### STATED TASK 1:
Which lines of the entries below contain the word "wooden"? Pull out every such line.

Let us make some observations on a residuated function $f:P\to Q$:
\begin{enumerate}
\item $f$ is order preserving.
\begin{proof}
Suppose $a\le b$ in $P$.  Then there is some $c\in P$ such that $\down c = f^{-1}(\down f(b))$.  Since $f(b) \in \down f(b)$, $b \in \down c$, or $b\le c$, which means $a\le c$, or $a\in \down c$.  But this implies $a\in f^{-1}(\down f(b))$, so that $f(a) \in \down f(b)$, or $f(a)\le f(b)$.
\end{proof}
\item The $x$ in the definition above is unique.
\begin{proof}  If $\down x = \down z$, then $x\in \down z$, or $x\le z$.  Similarly, $z\le x$, so that $x=z$.
\end{proof}
\item $g:Q\to P$ given by $g(y)=x$ is a well-defined function, with the following properties:
\begin{enumerate}
\item $g$ is order preserving,
\item $1_P \le g\circ f$,
\item $f\circ g\le 1_Q$.
\end{enumerate}
\begin{proof}
$g$ is order preserving: if $r\le s$ in $Q$, then $\down r \subseteq \down s$, so that $\down u = f^{-1}(\down r)\subseteq f^{-1}(\down s) = \down v$, where $u=g(r)$ and $v=g(s)$.  But $\down u\subseteq \down v$ implies $u\le v$, or $g(r)\le g(s)$.

$1_P \le g\circ f$: let $x\in P$, $y=f(x)$, and $z=g(y)$.  Then $x\in f^{-1}(y) \subseteq f^{-1}(\down y) = \down z$, which implies $x\le z=g(f(x))$ as desired.

$f\circ g\le 1_Q$: pick $y\in Q$ and let $x=g(y)$.  Then $f^{-1}(\down y)=\down x$, so that $f(x)\in f(\down x) = f(f^{-1}( \down y))=\down y$, or $f(x)\le y$, or $f(g(y))=f(x) \le y$ as a result.
\end{proof}
\end{enumerate}

Actually, the third observation above characterizes $f$ being residuated:
\begin{prop} If $f$ is order preserving, and $g$ satisfies $3(a)$ through $3(c)$, then $f$ is residuated.  In fact, such a $g$ is unique.
\end{prop}
\begin{proof}
Suppose $y\in Q$, and let $x=g(y)$.  We want to show that $\down x=f^{-1}(\down y)$.  First, suppose $a \in f^{-1}(\down y)$.  Then $f(a) \le y$, which means $g(f(a))\le g(y)=x$.  But then $a\le g(f(a))$, and we get $a\le x$, or $a\in \down x$.  Next, suppose $a\le x=g(y)$.  Then $f(a) \le f(x) =f(g(y))\le y$, so $a\in f^{-1}(f(a))\subseteq f^{-1}(\down y)$.

To see uniqueness, suppose $h:Q\to P$ is order preserving such that $1_P \le h\circ f$ and $f\circ h\le 1_Q$.  Then $g = 1_P \circ g \le (h \circ f )\circ g = h \circ (f\circ g) \le = h\circ 1_Q = h$ and $h = 1_P \circ h \le (g\circ f) \circ h = g \circ (f \circ h) \le g \circ 1_Q = g$.
\end{proof}

\textbf{Definition}.  Given a residuated function $f:P\to Q$, the unique function $g:Q\to P$ defined above is called the \emph{residual} of $f$, and is denoted by $f^+$.

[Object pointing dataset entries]
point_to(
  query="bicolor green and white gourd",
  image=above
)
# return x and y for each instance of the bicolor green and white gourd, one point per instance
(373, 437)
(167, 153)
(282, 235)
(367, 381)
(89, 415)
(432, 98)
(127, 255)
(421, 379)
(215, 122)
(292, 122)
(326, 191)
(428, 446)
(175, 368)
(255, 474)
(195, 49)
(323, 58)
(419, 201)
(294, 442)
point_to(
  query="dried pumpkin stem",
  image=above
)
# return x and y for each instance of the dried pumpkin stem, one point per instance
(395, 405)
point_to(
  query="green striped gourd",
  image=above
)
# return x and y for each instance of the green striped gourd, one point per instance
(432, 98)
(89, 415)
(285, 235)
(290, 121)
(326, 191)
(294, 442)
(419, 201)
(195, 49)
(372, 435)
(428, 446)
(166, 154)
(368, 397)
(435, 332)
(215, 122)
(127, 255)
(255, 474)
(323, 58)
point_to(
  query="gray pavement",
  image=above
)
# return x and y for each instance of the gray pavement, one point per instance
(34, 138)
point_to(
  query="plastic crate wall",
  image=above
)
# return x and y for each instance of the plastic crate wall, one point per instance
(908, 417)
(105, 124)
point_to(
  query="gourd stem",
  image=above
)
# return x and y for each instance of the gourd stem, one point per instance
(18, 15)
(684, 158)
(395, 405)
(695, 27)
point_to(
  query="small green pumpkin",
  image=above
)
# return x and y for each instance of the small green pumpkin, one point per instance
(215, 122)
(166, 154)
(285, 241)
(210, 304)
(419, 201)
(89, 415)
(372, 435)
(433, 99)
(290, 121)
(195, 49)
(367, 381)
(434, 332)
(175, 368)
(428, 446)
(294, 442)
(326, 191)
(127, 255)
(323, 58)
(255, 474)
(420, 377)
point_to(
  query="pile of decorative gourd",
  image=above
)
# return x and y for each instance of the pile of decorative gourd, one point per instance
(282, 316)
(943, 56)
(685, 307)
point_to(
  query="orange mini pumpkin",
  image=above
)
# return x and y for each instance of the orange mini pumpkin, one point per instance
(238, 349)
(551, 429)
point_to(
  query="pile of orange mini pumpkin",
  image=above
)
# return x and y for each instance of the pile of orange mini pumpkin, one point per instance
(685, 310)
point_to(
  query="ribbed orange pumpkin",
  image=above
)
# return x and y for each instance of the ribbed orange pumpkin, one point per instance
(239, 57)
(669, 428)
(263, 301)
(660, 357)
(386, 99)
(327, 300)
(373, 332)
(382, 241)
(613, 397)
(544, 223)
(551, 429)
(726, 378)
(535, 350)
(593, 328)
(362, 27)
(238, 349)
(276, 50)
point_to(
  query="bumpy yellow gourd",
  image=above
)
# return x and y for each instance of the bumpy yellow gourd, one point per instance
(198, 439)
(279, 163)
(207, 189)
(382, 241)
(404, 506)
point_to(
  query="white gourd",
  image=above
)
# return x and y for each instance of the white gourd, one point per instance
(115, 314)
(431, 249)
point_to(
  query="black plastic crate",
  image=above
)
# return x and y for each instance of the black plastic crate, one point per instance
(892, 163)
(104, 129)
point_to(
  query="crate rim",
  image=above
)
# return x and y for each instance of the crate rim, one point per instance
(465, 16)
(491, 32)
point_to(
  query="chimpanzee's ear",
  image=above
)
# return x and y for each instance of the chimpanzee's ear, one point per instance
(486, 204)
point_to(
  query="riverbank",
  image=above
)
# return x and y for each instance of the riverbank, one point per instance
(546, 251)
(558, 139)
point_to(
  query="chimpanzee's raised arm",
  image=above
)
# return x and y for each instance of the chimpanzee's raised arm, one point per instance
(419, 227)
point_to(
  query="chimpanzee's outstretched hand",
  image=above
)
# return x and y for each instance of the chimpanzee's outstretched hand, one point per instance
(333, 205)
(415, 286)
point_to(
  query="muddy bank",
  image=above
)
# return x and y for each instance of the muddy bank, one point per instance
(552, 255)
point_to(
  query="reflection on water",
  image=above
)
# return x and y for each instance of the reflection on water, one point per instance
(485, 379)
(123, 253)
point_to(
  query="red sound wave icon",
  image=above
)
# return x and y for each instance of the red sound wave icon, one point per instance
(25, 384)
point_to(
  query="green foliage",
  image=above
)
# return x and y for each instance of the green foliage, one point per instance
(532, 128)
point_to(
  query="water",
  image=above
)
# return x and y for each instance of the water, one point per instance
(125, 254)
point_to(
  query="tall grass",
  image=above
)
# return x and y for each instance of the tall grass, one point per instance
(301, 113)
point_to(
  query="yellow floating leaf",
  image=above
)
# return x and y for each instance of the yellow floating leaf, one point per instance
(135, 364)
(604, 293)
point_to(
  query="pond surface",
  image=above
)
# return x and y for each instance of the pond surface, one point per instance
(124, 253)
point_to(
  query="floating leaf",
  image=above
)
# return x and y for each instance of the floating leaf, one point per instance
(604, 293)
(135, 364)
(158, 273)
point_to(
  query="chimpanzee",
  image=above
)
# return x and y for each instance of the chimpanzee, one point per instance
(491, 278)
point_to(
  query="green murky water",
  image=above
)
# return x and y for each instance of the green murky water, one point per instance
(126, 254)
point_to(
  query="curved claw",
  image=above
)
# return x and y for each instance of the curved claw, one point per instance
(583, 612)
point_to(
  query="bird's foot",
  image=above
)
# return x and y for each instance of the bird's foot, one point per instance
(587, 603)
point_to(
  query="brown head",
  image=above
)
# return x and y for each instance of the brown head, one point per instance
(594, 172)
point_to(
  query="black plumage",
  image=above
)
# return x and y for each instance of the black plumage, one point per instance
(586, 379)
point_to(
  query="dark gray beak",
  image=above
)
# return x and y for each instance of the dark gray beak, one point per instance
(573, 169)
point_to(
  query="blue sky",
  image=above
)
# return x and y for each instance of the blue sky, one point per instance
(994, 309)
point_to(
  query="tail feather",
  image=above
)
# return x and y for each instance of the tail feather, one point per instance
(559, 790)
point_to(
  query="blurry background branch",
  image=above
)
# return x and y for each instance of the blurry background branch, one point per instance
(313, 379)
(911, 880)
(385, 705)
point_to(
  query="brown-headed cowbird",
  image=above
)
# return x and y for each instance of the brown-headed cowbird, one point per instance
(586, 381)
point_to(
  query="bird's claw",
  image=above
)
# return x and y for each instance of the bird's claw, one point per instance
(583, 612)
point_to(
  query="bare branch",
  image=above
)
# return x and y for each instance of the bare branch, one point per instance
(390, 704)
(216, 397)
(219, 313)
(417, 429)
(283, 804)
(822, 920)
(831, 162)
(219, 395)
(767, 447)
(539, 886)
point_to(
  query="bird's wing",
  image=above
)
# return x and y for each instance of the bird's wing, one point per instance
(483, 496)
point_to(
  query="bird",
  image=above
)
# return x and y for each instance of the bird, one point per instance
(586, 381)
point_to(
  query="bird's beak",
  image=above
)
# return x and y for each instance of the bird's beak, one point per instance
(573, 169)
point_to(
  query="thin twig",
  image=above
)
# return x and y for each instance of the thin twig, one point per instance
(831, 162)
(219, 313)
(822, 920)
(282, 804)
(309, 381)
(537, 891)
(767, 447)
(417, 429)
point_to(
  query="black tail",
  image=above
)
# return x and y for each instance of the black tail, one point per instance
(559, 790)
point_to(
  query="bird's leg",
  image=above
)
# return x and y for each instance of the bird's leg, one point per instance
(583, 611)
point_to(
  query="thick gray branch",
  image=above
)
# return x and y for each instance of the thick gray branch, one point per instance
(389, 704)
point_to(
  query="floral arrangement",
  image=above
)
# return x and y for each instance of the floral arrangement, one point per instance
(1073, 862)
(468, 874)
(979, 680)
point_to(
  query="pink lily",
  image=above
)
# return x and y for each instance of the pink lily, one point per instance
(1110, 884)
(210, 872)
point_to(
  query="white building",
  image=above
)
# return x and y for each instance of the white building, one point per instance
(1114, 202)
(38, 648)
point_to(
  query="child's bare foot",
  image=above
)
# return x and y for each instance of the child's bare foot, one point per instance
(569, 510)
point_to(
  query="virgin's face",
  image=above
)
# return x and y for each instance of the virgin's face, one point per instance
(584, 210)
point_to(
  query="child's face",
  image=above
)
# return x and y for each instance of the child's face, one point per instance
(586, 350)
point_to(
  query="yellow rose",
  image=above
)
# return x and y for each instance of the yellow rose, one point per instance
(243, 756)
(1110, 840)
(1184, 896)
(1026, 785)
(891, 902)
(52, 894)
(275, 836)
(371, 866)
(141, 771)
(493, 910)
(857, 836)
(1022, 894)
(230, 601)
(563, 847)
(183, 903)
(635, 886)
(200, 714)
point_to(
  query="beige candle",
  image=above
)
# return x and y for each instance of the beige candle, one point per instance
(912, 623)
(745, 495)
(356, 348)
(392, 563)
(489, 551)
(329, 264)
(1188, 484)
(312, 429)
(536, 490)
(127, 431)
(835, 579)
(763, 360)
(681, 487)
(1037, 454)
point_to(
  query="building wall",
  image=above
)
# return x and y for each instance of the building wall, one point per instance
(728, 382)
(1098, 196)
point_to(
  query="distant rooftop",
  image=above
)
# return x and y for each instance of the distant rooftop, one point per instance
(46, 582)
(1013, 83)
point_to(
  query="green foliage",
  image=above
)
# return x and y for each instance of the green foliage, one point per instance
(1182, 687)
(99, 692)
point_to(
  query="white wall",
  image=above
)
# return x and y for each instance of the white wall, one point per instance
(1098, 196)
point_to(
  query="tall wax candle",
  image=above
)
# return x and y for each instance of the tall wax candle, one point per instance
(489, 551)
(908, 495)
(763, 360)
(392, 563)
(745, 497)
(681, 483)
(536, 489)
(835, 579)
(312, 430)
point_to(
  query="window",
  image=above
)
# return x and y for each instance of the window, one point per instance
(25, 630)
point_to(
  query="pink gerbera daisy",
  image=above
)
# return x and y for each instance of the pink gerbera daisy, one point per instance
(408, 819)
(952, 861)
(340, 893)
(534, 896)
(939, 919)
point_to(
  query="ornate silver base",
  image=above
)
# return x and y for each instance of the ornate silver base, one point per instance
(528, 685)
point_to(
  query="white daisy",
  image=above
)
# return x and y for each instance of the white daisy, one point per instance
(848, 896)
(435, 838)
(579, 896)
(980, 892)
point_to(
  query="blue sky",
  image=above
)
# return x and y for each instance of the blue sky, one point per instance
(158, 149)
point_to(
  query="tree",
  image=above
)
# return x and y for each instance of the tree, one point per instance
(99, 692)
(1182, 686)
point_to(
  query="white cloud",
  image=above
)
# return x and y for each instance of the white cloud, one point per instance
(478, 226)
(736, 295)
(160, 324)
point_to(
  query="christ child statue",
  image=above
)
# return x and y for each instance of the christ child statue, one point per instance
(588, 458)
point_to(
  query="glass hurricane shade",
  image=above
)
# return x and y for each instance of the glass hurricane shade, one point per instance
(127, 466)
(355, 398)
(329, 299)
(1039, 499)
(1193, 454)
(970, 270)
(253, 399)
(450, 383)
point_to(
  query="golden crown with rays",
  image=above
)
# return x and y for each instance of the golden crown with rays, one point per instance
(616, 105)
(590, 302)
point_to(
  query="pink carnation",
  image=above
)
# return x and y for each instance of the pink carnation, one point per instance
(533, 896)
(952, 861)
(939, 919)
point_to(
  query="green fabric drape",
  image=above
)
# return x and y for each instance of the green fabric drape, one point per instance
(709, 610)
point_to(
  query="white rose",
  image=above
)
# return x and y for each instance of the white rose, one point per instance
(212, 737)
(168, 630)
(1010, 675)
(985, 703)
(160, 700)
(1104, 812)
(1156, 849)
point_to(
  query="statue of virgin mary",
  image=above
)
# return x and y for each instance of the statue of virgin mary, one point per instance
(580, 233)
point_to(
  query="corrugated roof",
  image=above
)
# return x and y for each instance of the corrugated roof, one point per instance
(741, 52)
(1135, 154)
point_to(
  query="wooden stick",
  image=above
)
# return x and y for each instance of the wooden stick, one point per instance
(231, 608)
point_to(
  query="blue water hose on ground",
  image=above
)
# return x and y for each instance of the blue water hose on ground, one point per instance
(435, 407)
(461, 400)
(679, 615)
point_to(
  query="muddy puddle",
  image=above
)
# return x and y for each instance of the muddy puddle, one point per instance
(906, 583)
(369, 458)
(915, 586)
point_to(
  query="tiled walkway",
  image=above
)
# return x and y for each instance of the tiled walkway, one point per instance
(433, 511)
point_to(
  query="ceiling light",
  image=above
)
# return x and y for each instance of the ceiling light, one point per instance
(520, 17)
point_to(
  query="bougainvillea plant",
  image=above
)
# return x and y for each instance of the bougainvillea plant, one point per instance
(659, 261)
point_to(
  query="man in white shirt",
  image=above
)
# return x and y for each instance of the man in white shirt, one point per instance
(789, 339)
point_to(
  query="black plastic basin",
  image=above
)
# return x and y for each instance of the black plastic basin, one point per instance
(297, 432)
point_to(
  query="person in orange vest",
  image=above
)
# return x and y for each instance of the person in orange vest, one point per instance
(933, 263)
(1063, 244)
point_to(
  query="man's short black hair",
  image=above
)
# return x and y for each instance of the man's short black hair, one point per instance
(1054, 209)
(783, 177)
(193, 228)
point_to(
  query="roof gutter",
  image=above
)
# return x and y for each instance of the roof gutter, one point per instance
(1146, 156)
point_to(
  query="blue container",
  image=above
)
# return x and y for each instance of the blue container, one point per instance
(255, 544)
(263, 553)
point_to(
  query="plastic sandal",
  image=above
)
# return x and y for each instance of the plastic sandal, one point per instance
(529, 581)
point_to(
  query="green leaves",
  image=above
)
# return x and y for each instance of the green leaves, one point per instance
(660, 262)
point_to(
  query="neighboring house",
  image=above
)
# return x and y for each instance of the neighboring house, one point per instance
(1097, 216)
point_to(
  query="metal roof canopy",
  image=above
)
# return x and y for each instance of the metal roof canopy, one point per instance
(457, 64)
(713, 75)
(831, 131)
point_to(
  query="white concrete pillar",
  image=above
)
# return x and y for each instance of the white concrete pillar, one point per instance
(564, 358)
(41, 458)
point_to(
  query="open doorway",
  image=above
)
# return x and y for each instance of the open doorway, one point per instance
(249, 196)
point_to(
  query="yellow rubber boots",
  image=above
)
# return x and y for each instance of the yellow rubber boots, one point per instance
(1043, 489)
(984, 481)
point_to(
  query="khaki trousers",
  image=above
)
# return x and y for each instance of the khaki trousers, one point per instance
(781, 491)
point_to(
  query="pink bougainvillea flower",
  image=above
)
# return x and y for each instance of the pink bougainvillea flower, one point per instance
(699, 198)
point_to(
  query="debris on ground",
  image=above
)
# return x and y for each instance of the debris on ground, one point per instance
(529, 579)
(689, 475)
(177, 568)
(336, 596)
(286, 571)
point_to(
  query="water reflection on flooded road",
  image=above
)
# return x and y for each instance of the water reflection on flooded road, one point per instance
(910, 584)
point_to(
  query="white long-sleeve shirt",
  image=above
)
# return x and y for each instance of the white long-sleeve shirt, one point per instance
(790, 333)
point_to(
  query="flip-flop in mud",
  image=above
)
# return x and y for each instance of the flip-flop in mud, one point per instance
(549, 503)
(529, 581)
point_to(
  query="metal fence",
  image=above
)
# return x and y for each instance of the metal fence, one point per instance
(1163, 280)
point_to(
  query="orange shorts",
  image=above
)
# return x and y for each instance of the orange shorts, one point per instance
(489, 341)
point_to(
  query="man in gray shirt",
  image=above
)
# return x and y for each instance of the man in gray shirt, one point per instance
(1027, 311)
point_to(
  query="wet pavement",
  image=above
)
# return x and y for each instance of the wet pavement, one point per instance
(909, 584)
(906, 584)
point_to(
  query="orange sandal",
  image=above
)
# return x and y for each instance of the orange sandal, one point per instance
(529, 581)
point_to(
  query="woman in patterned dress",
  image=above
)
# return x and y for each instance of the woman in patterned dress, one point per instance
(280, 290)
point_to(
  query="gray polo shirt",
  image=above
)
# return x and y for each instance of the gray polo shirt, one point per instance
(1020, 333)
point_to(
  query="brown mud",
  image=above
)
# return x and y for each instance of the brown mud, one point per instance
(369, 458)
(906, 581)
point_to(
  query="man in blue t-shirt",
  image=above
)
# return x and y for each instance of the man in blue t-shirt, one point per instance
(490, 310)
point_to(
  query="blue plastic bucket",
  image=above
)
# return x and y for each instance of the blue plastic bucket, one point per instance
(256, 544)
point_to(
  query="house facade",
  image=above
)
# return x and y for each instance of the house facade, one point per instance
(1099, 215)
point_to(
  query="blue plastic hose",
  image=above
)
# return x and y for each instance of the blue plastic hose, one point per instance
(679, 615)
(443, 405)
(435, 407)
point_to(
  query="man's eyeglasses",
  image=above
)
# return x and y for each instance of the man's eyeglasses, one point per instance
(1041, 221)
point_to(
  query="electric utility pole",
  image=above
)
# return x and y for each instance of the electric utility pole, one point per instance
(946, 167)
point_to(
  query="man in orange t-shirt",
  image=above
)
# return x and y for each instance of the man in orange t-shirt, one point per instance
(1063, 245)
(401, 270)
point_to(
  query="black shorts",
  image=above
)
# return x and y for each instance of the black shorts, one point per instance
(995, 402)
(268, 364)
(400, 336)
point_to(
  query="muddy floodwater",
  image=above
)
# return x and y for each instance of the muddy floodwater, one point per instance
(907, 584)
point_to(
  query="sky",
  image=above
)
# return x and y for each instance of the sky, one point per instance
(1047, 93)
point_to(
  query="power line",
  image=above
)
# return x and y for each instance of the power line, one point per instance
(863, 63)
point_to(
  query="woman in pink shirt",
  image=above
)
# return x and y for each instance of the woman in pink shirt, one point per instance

### STATED TASK 2:
Could you rewrite the stretch of the residuated functions passage above, from "To see uniqueness, suppose" through "g \circ 1_Q = g$.", replacing "uniqueness" with "unicity"?

### EXPECTED ANSWER 1:
  query="wooden stick",
# return x and y for each instance of the wooden stick, one point per instance

### EXPECTED ANSWER 2:
To see unicity, suppose $h:Q\to P$ is order preserving such that $1_P \le h\circ f$ and $f\circ h\le 1_Q$.  Then $g = 1_P \circ g \le (h \circ f )\circ g = h \circ (f\circ g) \le = h\circ 1_Q = h$ and $h = 1_P \circ h \le (g\circ f) \circ h = g \circ (f \circ h) \le g \circ 1_Q = g$.